◆ **What needs to be done**
Would you tally how many lines in the records include the word "shadow"? Reply with the number only.

[Opening Data provided section]

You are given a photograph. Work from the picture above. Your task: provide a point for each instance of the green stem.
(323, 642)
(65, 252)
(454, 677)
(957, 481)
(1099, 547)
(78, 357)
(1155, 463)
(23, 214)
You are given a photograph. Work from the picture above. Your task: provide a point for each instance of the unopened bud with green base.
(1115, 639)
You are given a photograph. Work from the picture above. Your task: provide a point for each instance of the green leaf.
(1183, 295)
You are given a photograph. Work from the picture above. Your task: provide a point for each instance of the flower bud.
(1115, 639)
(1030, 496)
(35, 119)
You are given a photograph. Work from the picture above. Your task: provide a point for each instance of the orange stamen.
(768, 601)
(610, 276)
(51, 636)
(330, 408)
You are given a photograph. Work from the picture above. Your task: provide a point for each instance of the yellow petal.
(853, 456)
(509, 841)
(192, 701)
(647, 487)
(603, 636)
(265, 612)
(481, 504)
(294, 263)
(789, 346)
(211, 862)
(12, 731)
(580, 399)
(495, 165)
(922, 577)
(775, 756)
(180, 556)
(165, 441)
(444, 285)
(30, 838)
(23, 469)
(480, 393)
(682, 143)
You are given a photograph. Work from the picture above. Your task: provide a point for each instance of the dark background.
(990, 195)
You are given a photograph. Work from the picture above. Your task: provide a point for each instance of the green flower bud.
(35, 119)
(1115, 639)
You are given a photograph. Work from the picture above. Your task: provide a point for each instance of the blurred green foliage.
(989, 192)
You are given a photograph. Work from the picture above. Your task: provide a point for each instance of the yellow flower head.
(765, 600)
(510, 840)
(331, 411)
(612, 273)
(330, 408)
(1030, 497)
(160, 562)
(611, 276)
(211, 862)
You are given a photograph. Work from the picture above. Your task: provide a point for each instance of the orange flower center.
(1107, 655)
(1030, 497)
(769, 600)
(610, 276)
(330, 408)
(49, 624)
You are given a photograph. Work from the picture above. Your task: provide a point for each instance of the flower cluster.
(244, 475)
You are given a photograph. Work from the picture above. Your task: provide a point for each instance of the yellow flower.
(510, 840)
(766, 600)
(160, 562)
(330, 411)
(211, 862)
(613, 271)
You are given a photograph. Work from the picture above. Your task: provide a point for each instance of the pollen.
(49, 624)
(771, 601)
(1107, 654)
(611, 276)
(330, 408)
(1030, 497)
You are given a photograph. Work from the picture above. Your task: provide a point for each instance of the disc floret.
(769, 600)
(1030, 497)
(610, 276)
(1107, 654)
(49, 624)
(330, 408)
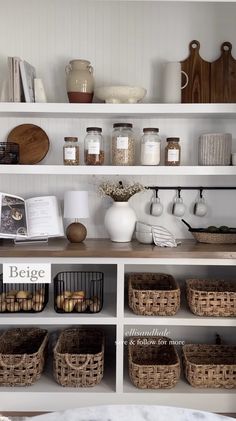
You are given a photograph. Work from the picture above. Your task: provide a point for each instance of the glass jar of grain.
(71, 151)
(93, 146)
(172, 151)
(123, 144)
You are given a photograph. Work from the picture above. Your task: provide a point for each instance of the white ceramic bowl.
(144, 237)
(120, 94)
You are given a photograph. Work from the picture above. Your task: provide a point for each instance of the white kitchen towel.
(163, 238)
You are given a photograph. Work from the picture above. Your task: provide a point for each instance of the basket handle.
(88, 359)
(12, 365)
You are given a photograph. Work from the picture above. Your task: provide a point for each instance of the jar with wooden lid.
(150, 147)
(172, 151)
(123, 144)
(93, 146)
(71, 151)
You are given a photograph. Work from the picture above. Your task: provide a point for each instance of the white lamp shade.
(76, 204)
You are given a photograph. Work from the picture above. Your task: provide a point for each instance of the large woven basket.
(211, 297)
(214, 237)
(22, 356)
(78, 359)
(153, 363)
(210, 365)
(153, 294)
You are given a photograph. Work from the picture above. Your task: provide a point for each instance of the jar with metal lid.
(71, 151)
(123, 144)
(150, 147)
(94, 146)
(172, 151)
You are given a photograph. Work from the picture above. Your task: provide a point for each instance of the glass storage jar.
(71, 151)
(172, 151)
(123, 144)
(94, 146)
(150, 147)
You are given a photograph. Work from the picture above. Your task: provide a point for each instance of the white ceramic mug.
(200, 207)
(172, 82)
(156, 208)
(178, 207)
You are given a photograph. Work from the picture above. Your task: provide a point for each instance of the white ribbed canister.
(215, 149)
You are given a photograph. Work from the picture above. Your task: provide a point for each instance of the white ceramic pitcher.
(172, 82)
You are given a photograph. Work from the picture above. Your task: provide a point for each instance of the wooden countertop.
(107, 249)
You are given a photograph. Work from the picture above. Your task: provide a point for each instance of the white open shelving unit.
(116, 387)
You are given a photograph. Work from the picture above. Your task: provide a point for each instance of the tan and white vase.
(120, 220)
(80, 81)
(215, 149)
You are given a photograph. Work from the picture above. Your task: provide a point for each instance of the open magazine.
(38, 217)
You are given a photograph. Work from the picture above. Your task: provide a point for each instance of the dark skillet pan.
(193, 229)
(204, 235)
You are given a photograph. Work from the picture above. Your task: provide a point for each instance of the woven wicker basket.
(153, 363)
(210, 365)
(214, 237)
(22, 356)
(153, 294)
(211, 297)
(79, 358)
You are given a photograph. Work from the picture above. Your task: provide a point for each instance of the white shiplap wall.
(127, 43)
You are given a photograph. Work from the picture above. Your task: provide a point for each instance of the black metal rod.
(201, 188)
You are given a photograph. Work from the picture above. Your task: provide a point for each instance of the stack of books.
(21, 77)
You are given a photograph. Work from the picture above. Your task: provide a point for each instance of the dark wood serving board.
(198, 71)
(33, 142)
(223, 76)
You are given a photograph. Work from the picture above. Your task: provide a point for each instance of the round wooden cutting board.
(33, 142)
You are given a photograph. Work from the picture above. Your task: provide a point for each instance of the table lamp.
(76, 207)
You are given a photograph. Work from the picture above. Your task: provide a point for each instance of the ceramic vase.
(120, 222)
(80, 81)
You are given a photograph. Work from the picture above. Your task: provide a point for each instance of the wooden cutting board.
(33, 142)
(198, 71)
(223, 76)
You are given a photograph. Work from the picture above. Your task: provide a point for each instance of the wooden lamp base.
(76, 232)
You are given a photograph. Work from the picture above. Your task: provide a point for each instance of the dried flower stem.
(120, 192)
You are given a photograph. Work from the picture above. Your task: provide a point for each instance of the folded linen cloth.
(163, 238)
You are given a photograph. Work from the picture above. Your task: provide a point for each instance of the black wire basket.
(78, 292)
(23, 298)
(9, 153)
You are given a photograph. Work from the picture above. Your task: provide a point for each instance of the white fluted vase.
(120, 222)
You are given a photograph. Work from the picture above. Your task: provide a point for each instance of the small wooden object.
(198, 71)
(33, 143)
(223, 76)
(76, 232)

[Closing Data provided section]
[Opening Data provided section]

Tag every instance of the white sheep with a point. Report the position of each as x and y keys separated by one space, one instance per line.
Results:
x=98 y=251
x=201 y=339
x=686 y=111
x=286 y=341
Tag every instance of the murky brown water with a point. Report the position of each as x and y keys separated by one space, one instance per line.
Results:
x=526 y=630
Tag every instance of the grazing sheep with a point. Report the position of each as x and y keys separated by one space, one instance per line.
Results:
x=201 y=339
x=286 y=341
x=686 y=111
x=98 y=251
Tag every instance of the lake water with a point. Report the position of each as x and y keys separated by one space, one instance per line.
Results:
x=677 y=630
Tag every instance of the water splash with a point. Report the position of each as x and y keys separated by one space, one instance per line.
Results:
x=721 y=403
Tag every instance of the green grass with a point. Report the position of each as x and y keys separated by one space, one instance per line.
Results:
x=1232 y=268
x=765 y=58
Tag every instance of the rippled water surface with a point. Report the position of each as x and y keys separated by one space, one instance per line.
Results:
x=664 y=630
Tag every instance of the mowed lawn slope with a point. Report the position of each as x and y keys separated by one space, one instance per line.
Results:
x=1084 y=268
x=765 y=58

[Closing Data provided section]
[Opening Data provided section]

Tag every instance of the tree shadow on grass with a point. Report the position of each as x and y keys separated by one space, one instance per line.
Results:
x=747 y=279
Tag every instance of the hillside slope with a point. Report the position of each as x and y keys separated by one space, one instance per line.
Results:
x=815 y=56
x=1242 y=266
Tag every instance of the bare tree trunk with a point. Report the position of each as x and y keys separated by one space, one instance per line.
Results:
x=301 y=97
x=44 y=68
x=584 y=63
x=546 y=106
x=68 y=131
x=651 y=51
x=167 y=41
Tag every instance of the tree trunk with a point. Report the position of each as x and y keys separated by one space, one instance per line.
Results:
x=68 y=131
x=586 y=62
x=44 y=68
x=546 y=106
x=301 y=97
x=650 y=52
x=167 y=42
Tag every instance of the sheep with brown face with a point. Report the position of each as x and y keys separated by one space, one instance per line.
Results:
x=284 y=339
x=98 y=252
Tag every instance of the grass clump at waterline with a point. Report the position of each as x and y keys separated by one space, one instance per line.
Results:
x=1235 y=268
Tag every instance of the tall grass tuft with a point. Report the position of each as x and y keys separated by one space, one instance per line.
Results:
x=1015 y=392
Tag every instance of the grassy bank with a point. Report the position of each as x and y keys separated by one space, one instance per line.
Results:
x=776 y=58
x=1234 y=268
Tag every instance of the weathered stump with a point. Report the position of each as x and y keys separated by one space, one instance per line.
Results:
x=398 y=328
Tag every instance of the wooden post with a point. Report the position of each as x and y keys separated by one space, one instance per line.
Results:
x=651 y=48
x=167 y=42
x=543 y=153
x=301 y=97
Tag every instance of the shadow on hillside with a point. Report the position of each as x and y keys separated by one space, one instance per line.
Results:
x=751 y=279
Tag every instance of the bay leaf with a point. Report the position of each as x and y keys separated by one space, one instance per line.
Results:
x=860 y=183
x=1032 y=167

[Closing Data provided section]

◆ **Solved problem**
2